» **TASK GOAL**
Below are some records. Print exactly the lines between the one holding "box: [8, 0, 61, 265]" and the one holding "box: [767, 336, 803, 357]", inclusive, and nothing else.

» **PROVIDED ENTRIES**
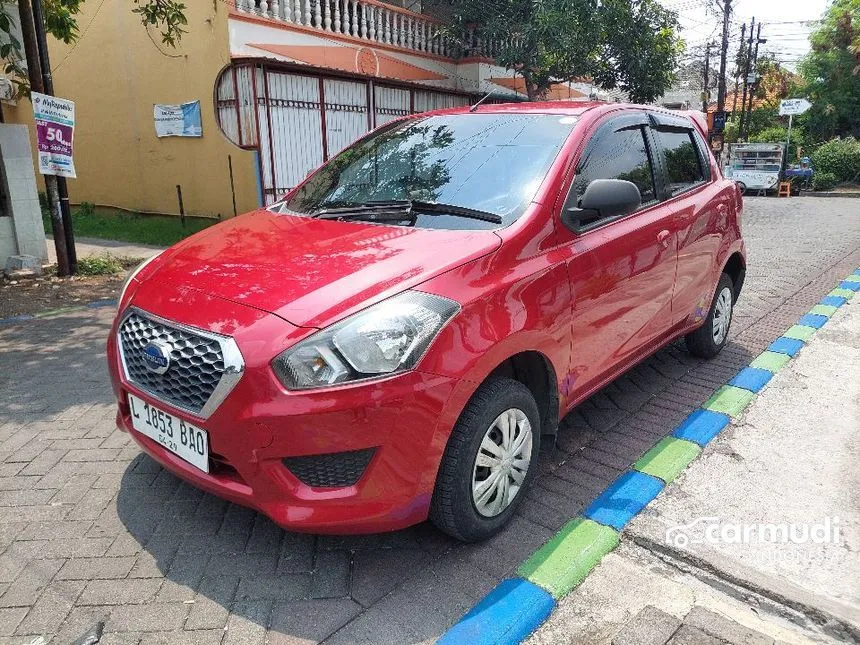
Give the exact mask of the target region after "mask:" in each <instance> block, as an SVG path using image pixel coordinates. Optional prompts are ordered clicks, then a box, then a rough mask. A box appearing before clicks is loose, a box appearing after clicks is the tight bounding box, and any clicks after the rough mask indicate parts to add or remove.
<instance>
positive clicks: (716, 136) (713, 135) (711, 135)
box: [710, 132, 725, 153]
mask: <svg viewBox="0 0 860 645" xmlns="http://www.w3.org/2000/svg"><path fill="white" fill-rule="evenodd" d="M724 142H725V135H723V133H722V132H714V133H712V134H711V141H710V144H711V151H712V152H714V153H719V152H722V151H723V144H724Z"/></svg>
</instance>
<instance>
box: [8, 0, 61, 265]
mask: <svg viewBox="0 0 860 645" xmlns="http://www.w3.org/2000/svg"><path fill="white" fill-rule="evenodd" d="M18 15H19V17H20V21H21V36H22V40H23V41H24V52H25V55H26V57H27V75H28V76H29V80H30V88H31V89H33V90H35V91H37V92H44V91H45V88H44V85H43V83H42V76H41V74H40V56H39V44H38V37H37V35H36V32H37V30H36V24H35V21H34V19H33V9H32V7H31V5H30V0H18ZM41 29H42V30H44V23H42V27H41ZM44 177H45V194H46V195H47V198H48V208H49V209H50V211H51V231H52V232H53V234H54V248H55V249H56V251H57V274H58V275H60V276H67V275H71V267H70V266H69V255H68V252H67V248H68V247H67V244H66V233H65V229H64V227H63V213H62V209H61V207H60V193H59V190H58V189H57V177H56V176H54V175H45V176H44Z"/></svg>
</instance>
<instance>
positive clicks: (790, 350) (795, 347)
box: [767, 336, 803, 357]
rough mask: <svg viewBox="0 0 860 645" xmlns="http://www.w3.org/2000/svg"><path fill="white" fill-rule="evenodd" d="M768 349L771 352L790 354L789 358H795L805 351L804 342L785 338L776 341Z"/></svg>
mask: <svg viewBox="0 0 860 645" xmlns="http://www.w3.org/2000/svg"><path fill="white" fill-rule="evenodd" d="M767 349H768V351H770V352H778V353H780V354H788V355H789V356H792V357H794V356H795V354H797V352H799V351H800V350H801V349H803V341H802V340H797V339H795V338H786V337H785V336H780V337H779V338H777V339H776V340H775V341H773V342H772V343H771V344H770V346H769V347H768V348H767Z"/></svg>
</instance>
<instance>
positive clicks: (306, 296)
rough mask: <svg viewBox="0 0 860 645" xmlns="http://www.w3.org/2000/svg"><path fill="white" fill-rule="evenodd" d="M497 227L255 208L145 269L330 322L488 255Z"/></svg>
mask: <svg viewBox="0 0 860 645" xmlns="http://www.w3.org/2000/svg"><path fill="white" fill-rule="evenodd" d="M500 244H501V239H500V238H499V237H498V236H497V235H496V234H495V233H493V232H492V231H456V230H437V229H416V228H410V227H405V226H387V225H380V224H368V223H366V222H355V221H351V222H338V221H331V220H327V221H326V220H316V219H311V218H307V217H295V216H290V215H279V214H275V213H272V212H270V211H267V210H259V211H254V212H251V213H248V214H246V215H242V216H240V217H237V218H234V219H231V220H227V221H226V222H223V223H221V224H218V225H217V226H213V227H210V228H208V229H206V230H204V231H202V232H200V233H198V234H196V235H194V236H192V237H190V238H188V239H187V240H185V241H183V242H181V243H179V244H178V245H176V246H174V247H173V248H172V249H171V250H170V251H169V252H167V253H165V256H164V258H163V260H162V261H161V262H160V265H159V266H158V268H157V269H156V270H155V271H154V272H152V273H150V274H149V275H148V276H147V281H150V280H154V281H155V282H157V284H158V285H164V286H168V285H169V286H172V287H182V288H192V289H196V290H199V291H201V292H203V293H206V294H210V295H214V296H218V297H220V298H225V299H227V300H231V301H233V302H238V303H241V304H245V305H248V306H250V307H254V308H256V309H260V310H263V311H266V312H269V313H273V314H275V315H277V316H279V317H281V318H283V319H284V320H286V321H287V322H289V323H292V324H293V325H297V326H300V327H324V326H326V325H328V324H330V323H332V322H334V321H336V320H338V319H340V318H342V317H344V316H346V315H348V314H350V313H352V312H353V311H357V310H359V309H362V308H364V307H366V306H368V305H370V304H372V303H374V302H377V301H379V300H382V299H384V298H386V297H388V296H391V295H394V294H396V293H399V292H400V291H403V290H404V289H408V288H410V287H414V286H415V285H418V284H420V283H421V282H423V281H425V280H427V279H429V278H431V277H433V276H435V275H438V274H440V273H443V272H445V271H448V270H450V269H453V268H455V267H457V266H460V265H462V264H464V263H466V262H469V261H470V260H474V259H477V258H479V257H482V256H484V255H487V254H488V253H491V252H492V251H494V250H495V249H497V248H498V247H499V245H500Z"/></svg>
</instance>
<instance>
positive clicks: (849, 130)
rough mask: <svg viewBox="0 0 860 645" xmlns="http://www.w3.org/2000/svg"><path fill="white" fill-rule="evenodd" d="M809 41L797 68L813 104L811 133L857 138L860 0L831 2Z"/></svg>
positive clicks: (858, 130)
mask: <svg viewBox="0 0 860 645" xmlns="http://www.w3.org/2000/svg"><path fill="white" fill-rule="evenodd" d="M810 42H811V44H812V51H811V52H810V53H809V54H808V55H807V56H806V58H805V59H804V60H803V62H802V63H801V66H800V70H801V73H802V74H803V76H804V78H805V79H806V82H807V93H808V96H809V99H810V100H811V101H812V104H813V107H812V109H811V110H810V111H809V117H808V119H809V132H810V134H811V135H812V136H814V137H815V138H816V139H817V140H823V139H829V138H830V137H833V136H845V135H852V134H853V135H860V111H858V110H857V106H858V105H860V0H834V2H833V3H832V4H831V5H830V6H829V7H828V8H827V10H826V11H825V12H824V16H823V18H822V20H821V23H820V25H819V27H818V29H816V30H815V31H814V32H813V33H812V35H811V36H810Z"/></svg>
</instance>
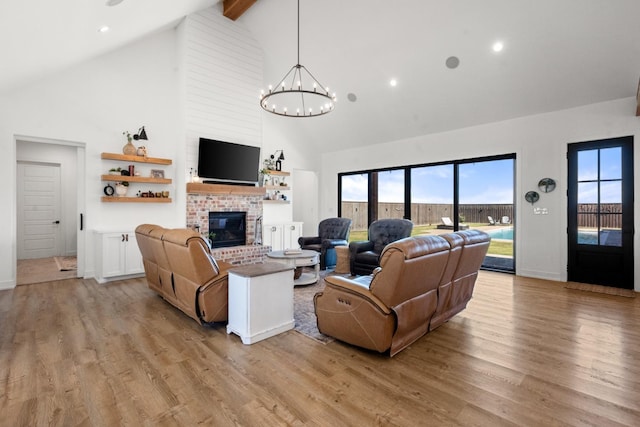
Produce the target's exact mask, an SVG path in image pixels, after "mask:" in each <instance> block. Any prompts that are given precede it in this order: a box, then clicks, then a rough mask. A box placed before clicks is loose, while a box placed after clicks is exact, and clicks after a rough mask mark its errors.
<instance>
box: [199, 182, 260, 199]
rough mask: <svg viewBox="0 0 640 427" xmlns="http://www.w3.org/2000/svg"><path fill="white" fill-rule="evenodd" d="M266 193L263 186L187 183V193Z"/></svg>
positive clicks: (224, 193)
mask: <svg viewBox="0 0 640 427" xmlns="http://www.w3.org/2000/svg"><path fill="white" fill-rule="evenodd" d="M265 193H266V189H265V188H264V187H253V186H247V185H225V184H201V183H197V182H189V183H187V194H236V195H246V196H263V195H264V194H265Z"/></svg>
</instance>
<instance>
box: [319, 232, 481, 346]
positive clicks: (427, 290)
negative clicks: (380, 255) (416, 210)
mask: <svg viewBox="0 0 640 427" xmlns="http://www.w3.org/2000/svg"><path fill="white" fill-rule="evenodd" d="M490 240H491V239H490V237H489V235H488V234H486V233H484V232H482V231H478V230H465V231H459V232H455V233H449V234H445V235H441V236H436V235H433V236H415V237H407V238H404V239H401V240H398V241H396V242H393V243H390V244H389V245H387V246H386V247H385V248H384V250H383V251H382V254H381V257H380V267H379V268H377V269H376V270H374V272H373V274H372V275H369V276H360V277H356V278H354V279H348V278H344V277H341V276H327V277H326V278H325V282H326V287H325V289H324V290H323V291H322V292H319V293H317V294H316V295H315V297H314V305H315V312H316V316H317V318H318V329H319V330H320V332H322V333H323V334H325V335H330V336H333V337H335V338H337V339H339V340H341V341H345V342H347V343H350V344H353V345H356V346H360V347H364V348H367V349H370V350H376V351H379V352H381V353H382V352H385V351H387V350H389V354H390V355H391V356H393V355H395V354H397V353H398V352H400V351H401V350H403V349H404V348H406V347H407V346H408V345H410V344H411V343H413V342H415V341H416V340H417V339H418V338H420V337H422V336H423V335H424V334H426V333H427V332H428V331H430V330H433V329H435V328H436V327H438V326H440V325H441V324H442V323H444V322H446V321H447V320H449V319H450V318H451V317H452V316H454V315H455V314H457V313H459V312H460V311H462V310H463V309H464V308H465V307H466V306H467V303H468V302H469V300H470V299H471V296H472V293H473V287H474V284H475V281H476V278H477V276H478V270H479V269H480V266H481V265H482V260H483V259H484V256H485V255H486V253H487V249H488V248H489V243H490Z"/></svg>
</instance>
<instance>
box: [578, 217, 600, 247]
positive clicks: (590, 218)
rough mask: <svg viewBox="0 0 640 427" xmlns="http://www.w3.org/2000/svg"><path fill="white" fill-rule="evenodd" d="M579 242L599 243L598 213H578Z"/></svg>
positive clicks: (589, 244)
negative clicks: (598, 232) (584, 213)
mask: <svg viewBox="0 0 640 427" xmlns="http://www.w3.org/2000/svg"><path fill="white" fill-rule="evenodd" d="M578 244H580V245H597V244H598V216H597V215H596V214H578Z"/></svg>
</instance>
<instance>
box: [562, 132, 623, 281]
mask: <svg viewBox="0 0 640 427" xmlns="http://www.w3.org/2000/svg"><path fill="white" fill-rule="evenodd" d="M568 154H569V155H568V159H569V167H568V171H569V186H568V187H569V205H568V207H569V212H568V215H569V217H568V225H569V229H568V238H569V245H568V248H569V254H568V255H569V256H568V260H569V263H568V279H569V281H573V282H582V283H592V284H599V285H607V286H615V287H620V288H627V289H633V137H625V138H615V139H608V140H602V141H591V142H583V143H577V144H569V152H568Z"/></svg>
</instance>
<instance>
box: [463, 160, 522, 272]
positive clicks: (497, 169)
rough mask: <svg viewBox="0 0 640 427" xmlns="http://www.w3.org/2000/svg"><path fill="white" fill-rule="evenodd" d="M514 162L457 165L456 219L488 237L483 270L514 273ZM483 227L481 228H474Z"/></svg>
mask: <svg viewBox="0 0 640 427" xmlns="http://www.w3.org/2000/svg"><path fill="white" fill-rule="evenodd" d="M514 162H515V161H514V159H513V158H509V159H500V160H487V161H477V162H470V163H461V164H460V165H458V217H459V218H460V221H461V222H462V223H466V224H465V225H461V227H460V228H463V227H464V228H466V227H467V226H468V225H467V224H474V227H475V228H480V227H481V228H482V229H484V230H485V231H487V232H488V233H489V234H490V235H491V246H490V247H489V253H488V254H487V256H486V257H485V259H484V263H483V264H482V266H483V267H484V268H487V269H492V270H500V271H514V270H515V261H514V256H513V255H514V253H513V250H514V249H513V248H514V241H515V228H514V217H515V215H514V208H513V206H514V205H513V199H514V169H515V164H514ZM475 224H484V226H480V225H475Z"/></svg>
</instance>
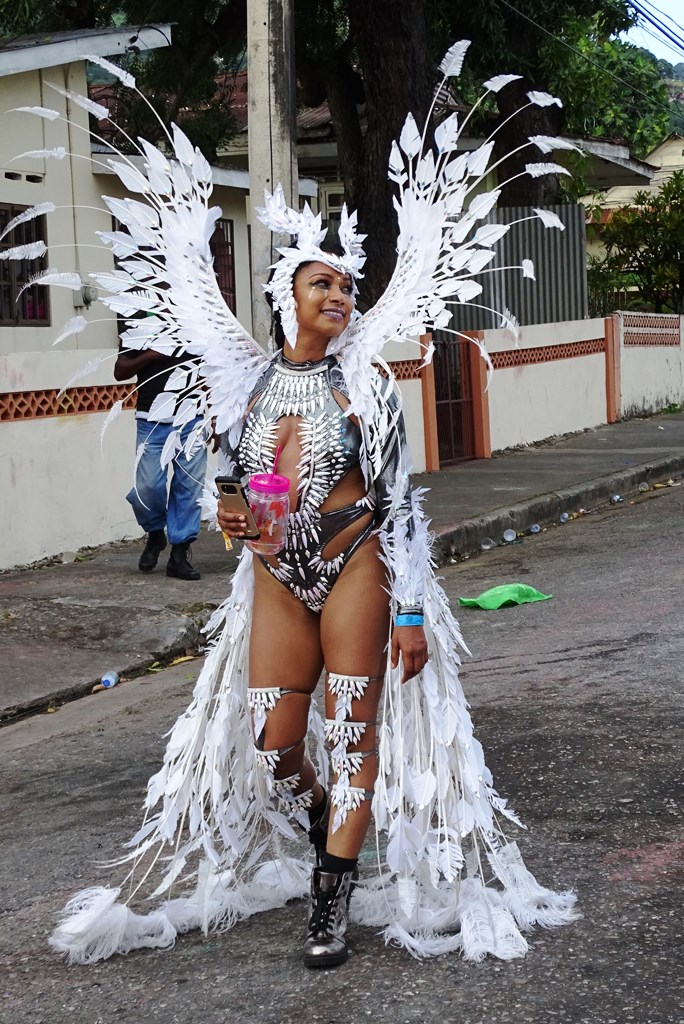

» **ANSWER SPACE**
box: [8, 0, 61, 265]
mask: <svg viewBox="0 0 860 645" xmlns="http://www.w3.org/2000/svg"><path fill="white" fill-rule="evenodd" d="M18 15H19V17H20V21H21V36H22V40H23V41H24V52H25V55H26V57H27V75H28V76H29V80H30V88H31V89H33V90H35V91H37V92H44V91H45V88H44V85H43V83H42V76H41V74H40V56H39V44H38V37H37V35H36V32H37V30H36V24H35V21H34V19H33V9H32V7H31V5H30V0H18ZM41 29H42V30H44V23H42V27H41ZM44 177H45V194H46V195H47V198H48V208H49V209H50V211H51V231H52V232H53V234H54V248H55V249H56V251H57V274H58V275H60V276H67V275H71V267H70V266H69V255H68V252H67V248H68V247H67V244H66V233H65V229H64V227H63V213H62V209H61V207H60V193H59V190H58V189H57V177H56V176H54V175H45V176H44Z"/></svg>
</instance>
<instance>
positive clicks: (790, 350) (795, 347)
box: [767, 336, 803, 357]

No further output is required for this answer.